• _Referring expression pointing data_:
-=-=-
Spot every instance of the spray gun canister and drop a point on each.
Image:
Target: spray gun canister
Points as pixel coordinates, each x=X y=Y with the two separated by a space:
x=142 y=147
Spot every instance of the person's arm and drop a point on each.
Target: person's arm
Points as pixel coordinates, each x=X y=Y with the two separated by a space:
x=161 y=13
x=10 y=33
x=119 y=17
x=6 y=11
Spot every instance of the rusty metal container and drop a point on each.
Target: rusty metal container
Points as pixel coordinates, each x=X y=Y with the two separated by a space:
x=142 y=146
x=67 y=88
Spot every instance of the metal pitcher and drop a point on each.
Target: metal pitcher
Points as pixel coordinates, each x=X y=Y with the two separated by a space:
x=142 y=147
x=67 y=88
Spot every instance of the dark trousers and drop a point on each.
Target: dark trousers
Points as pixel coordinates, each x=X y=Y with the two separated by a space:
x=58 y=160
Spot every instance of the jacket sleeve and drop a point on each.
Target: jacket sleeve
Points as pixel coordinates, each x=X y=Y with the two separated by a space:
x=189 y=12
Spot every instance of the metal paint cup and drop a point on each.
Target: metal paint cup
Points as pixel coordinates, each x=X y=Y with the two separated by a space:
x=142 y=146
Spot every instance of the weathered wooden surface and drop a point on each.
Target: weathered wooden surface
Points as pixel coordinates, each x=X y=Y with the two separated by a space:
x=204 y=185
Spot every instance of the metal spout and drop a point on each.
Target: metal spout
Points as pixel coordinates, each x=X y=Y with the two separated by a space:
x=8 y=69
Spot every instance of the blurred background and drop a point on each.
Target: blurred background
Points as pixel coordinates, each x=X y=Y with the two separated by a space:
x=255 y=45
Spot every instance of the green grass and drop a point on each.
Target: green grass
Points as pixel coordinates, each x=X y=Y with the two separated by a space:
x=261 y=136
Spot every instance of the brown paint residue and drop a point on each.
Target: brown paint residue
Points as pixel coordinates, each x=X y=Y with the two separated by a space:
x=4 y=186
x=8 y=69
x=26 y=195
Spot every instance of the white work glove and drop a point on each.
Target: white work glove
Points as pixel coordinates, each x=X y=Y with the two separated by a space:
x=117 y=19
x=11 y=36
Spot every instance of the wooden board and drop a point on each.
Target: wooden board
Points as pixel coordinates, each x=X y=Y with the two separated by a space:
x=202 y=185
-=-=-
Would you reproduce every record above exactly as it appears?

• _ANSWER TO THE PROBLEM_:
Spot every instance of the spray gun canister and drop a point on each.
Image:
Target: spray gun canister
Points as pixel coordinates, each x=X y=Y with the two separated by a space:
x=142 y=147
Spot every instance of the person's arm and drop a point on each.
Target: person's arm
Points as pixel coordinates, each x=X y=Y with the two separated by a space:
x=161 y=13
x=10 y=33
x=119 y=17
x=6 y=11
Spot every instance of the rusty metal container and drop a point on each.
Target: rusty metal container
Points as pixel coordinates, each x=X y=Y with the two separated by a space:
x=142 y=146
x=67 y=88
Spot every instance of the metal pitcher and drop a point on each.
Target: metal pitcher
Points as pixel coordinates, each x=X y=Y with the two separated by a space:
x=142 y=147
x=67 y=88
Spot every instance of the dark trousers and drop a point on each.
Target: dark trousers
Points as pixel coordinates, each x=X y=Y with the two separated by a space:
x=58 y=160
Spot every instance of the jacket sleeve and drop a point on each.
Target: jacket sleeve
Points as pixel coordinates, each x=X y=Y with the two separated by a space:
x=189 y=12
Spot every instance of the metal paint cup and drop a point on each.
Target: metal paint cup
Points as pixel coordinates, each x=X y=Y with the two separated by a space:
x=142 y=146
Spot every instance of the weathered wooden surface and drop a point on each.
Target: weathered wooden surface
Points as pixel coordinates, each x=X y=Y with the two separated by a space:
x=204 y=185
Spot every instance of the metal spout and drop a point on each.
Target: metal spout
Points as pixel coordinates, each x=X y=Y with the two separated by a space:
x=8 y=69
Spot every instance of the blurred background and drop a point on each.
Target: blurred background
Points as pixel coordinates, each x=X y=Y with the two separated by a space:
x=255 y=45
Spot every instance of the green grass and drop a point on each.
Target: green grass
Points as pixel coordinates, each x=X y=Y with the two separated by a space:
x=261 y=136
Spot every instance of the brown paint residue and drop a point on each.
Target: brown paint residue
Points as pixel coordinates, each x=X y=Y with the two separated by a space:
x=4 y=186
x=8 y=69
x=26 y=195
Spot every instance of the white work glove and drop a point on each.
Target: white work glove
Points as pixel coordinates, each x=X y=Y with the two separated by a space:
x=117 y=19
x=11 y=36
Spot every instance of the wooden board and drop a point on each.
Target: wooden board
Points as pixel coordinates, each x=X y=Y with the two separated by a space:
x=202 y=185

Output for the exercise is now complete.